### STATED GOAL
Transcribe every one of the lines below without altering a single character, keeping them in the same order.

### DATASET ROWS
[START]

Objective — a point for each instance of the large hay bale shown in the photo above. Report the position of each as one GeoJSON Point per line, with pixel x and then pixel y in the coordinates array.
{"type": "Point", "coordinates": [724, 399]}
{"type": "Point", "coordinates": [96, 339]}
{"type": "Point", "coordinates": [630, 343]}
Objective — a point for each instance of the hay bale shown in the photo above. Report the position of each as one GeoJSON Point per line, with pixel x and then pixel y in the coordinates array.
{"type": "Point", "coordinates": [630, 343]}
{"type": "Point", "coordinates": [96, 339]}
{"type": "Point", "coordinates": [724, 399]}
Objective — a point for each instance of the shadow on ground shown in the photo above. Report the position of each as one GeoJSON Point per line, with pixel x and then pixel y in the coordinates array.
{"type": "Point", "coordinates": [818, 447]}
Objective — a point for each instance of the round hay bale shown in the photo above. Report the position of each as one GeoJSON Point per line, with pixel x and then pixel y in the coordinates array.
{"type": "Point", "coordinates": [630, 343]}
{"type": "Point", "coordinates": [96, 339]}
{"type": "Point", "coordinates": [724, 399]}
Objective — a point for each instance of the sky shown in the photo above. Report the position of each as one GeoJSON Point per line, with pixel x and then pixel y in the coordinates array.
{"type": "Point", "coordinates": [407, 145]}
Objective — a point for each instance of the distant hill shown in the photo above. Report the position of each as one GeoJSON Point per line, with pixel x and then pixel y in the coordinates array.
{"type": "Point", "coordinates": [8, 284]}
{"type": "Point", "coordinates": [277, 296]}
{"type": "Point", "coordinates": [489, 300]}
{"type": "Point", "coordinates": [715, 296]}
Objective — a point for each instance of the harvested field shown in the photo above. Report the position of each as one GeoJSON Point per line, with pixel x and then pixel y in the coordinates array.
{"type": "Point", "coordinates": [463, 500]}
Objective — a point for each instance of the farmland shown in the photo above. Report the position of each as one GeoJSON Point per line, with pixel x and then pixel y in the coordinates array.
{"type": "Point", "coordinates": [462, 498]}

[END]

### WRITTEN RESPONSE
Objective — a point for each instance of the large hay bale shown in the photo above. Report the position of each as one GeoJSON Point per line, with pixel x and then pixel y in the coordinates array.
{"type": "Point", "coordinates": [724, 399]}
{"type": "Point", "coordinates": [96, 339]}
{"type": "Point", "coordinates": [630, 343]}
Objective — a point for each instance of the hay bale shown in the photo above. Report the position of each as one GeoJSON Point per line, with pixel x and then pixel y in the coordinates array.
{"type": "Point", "coordinates": [630, 343]}
{"type": "Point", "coordinates": [96, 339]}
{"type": "Point", "coordinates": [724, 399]}
Objective — a point for each instance of the shadow on ground shown in the photo above. Report the position of each as one GeoJSON Point per line, with pixel x and then pixel y in the coordinates array.
{"type": "Point", "coordinates": [818, 447]}
Objective — a point for each instance of the round hay bale shown in the photo above. Report the position of each as one GeoJSON Point per line, with pixel x and then pixel y in the coordinates array.
{"type": "Point", "coordinates": [630, 343]}
{"type": "Point", "coordinates": [96, 339]}
{"type": "Point", "coordinates": [724, 399]}
Objective — a point for each instance of the sky shown in the photo above. Report the position of each as one GeoJSON Point per line, with pixel x and then pixel y in the coordinates array.
{"type": "Point", "coordinates": [407, 145]}
Objective — a point for each instance of the distant hill shown in the photo above. Report the position of each as one GeoJSON Point per line, with pixel x and then pixel y in the coordinates array.
{"type": "Point", "coordinates": [8, 284]}
{"type": "Point", "coordinates": [277, 296]}
{"type": "Point", "coordinates": [489, 300]}
{"type": "Point", "coordinates": [715, 296]}
Objective — a point for each instance of the harvested field shown in the photo above. Report the position of each as one GeoJSON Point per line, with pixel x and then pixel y in the coordinates array.
{"type": "Point", "coordinates": [463, 500]}
Objective — a point for each instance of the farmland shown in the photo above. Report the position of each as one GeoJSON Point per line, with pixel x and then pixel y in the coordinates array.
{"type": "Point", "coordinates": [462, 498]}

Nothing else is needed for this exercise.